### Required task a:
Reproduce the part of the union versus union all text between "Thanks for watching!" and "of your data.", inclusive, word for word.

### Source extract:
---

SQL Server Query Performance Using Union vs Union All (Sometimes)

Navel Academy

Thanks for watching!

Video Summary

In this video, I delve into a fascinating debate: when is union better or worse than union all? Often maligned due to its requirement for distinct rows, the union operator can indeed be cumbersome, especially without proper indexing. However, I demonstrate that there are scenarios where using union can significantly improve query performance by avoiding unnecessary sorting and spooling operations. Through a practical example from my recent SQLBits session, I show how tuning with union instead of union all can drastically reduce execution time—from 16 seconds to just three seconds in one case. This video is not about promoting vintage seltzer but rather encouraging viewers to consider the context before choosing between these operators, emphasizing that responsible query optimization requires understanding the nuances and specific needs of your data.

Full Transcript

Howdy folks, Erik Darling here with Erik Darling Data, which only makes sense. I’m drinking this lovely vintage seltzer. This YouTube video is not sponsored by vintage seltzer. I’m here to ask an interesting question, and that is, is union always better, or always better, always worse than union all. See, union gets kind of a bad reputation on account of it has to come up with a distinct set of rows and columns, or fields and records, if you’re into that sort of thing. But, and that can be painful. So when we think about union, we have a ton of columns, we have a ton of records, rows, or whatever you want to call them, who’s he, what’s it’s gadgets and ding-dongs. It can be pretty painful to come up with a unique set of those, especially when you’re there’s no supporting indexing, get some string columns in there, stuff can get pretty nasty. And that’s where union all can kind of be better because the SQL Server is not wasting time trying to uniqueify that result set. It’s just saying, you’re all welcome, come on, hang out, come into the light, some duplicates, repetitives, nulls, anything you want, throw it in there.

---

### Dataset content:
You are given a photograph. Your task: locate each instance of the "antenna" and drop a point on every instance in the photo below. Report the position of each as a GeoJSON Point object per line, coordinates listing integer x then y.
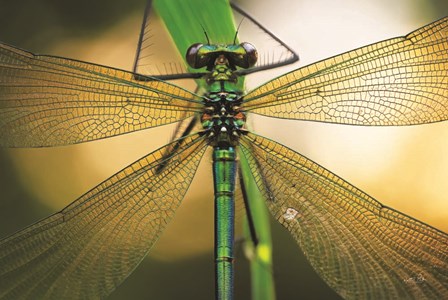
{"type": "Point", "coordinates": [206, 35]}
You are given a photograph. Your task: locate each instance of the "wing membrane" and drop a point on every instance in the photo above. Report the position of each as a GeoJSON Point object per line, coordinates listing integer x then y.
{"type": "Point", "coordinates": [90, 247]}
{"type": "Point", "coordinates": [362, 249]}
{"type": "Point", "coordinates": [402, 81]}
{"type": "Point", "coordinates": [50, 101]}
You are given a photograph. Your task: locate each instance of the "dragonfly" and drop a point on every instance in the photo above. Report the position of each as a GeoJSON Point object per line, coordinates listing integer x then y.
{"type": "Point", "coordinates": [358, 246]}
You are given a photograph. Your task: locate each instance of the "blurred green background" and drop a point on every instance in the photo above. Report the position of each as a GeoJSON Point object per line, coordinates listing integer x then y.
{"type": "Point", "coordinates": [35, 183]}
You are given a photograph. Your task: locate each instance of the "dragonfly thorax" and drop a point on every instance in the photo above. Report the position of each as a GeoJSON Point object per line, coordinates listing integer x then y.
{"type": "Point", "coordinates": [222, 119]}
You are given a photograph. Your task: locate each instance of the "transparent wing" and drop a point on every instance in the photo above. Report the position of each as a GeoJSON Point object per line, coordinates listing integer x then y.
{"type": "Point", "coordinates": [401, 81]}
{"type": "Point", "coordinates": [49, 101]}
{"type": "Point", "coordinates": [362, 249]}
{"type": "Point", "coordinates": [86, 250]}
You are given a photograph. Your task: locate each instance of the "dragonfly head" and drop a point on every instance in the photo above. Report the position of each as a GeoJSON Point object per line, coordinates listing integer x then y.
{"type": "Point", "coordinates": [243, 55]}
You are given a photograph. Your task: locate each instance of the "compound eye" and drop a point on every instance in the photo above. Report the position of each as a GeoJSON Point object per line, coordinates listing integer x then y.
{"type": "Point", "coordinates": [195, 59]}
{"type": "Point", "coordinates": [250, 59]}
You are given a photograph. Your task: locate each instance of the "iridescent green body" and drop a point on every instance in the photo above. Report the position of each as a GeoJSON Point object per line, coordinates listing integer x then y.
{"type": "Point", "coordinates": [222, 122]}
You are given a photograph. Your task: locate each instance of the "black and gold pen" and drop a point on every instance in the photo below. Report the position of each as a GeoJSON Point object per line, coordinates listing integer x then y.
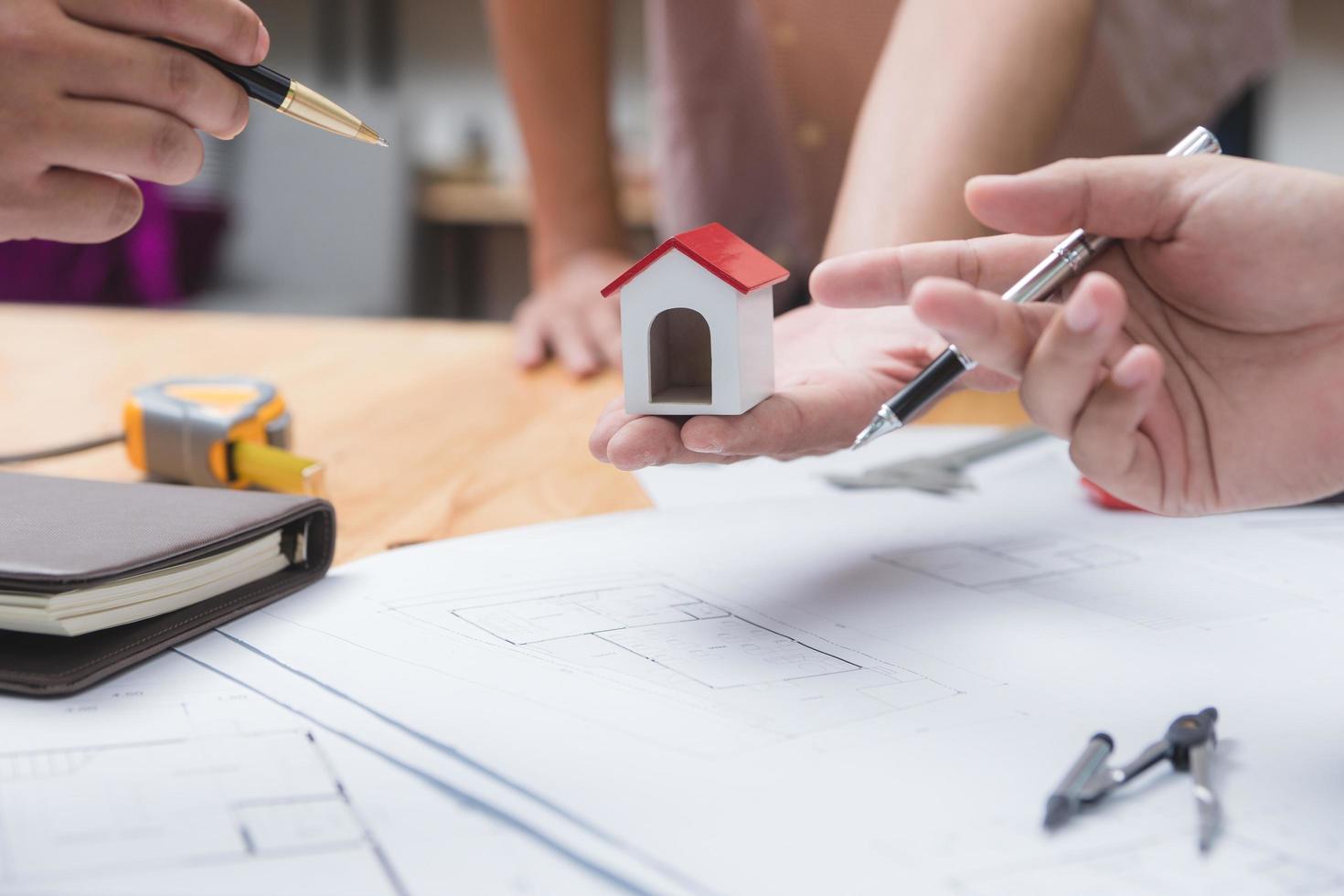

---

### Required task b:
List each line in the entries that contains the string "below", copying every such line in full.

### Full answer a:
Thanks for watching!

Video Summary

In this video, I delve into a fascinating debate: when is union better or worse than union all? Often maligned due to its requirement for distinct rows, the union operator can indeed be cumbersome, especially without proper indexing. However, I demonstrate that there are scenarios where using union can significantly improve query performance by avoiding unnecessary sorting and spooling operations. Through a practical example from my recent SQLBits session, I show how tuning with union instead of union all can drastically reduce execution time—from 16 seconds to just three seconds in one case. This video is not about promoting vintage seltzer but rather encouraging viewers to consider the context before choosing between these operators, emphasizing that responsible query optimization requires understanding the nuances and specific needs of your data.

### Full answer b:
You are given a photograph. Your task: locate each instance of the "antenna" and drop a point on every instance in the photo below. Report the position of each as a GeoJSON Point object per line, coordinates listing integer x then y.
You are given a photograph. Your task: locate each instance of the "black and gold pen" and drop a point on every instance in the photo below. Report the position of each as a GeoJSON Point object per line, coordinates listing integer x then y.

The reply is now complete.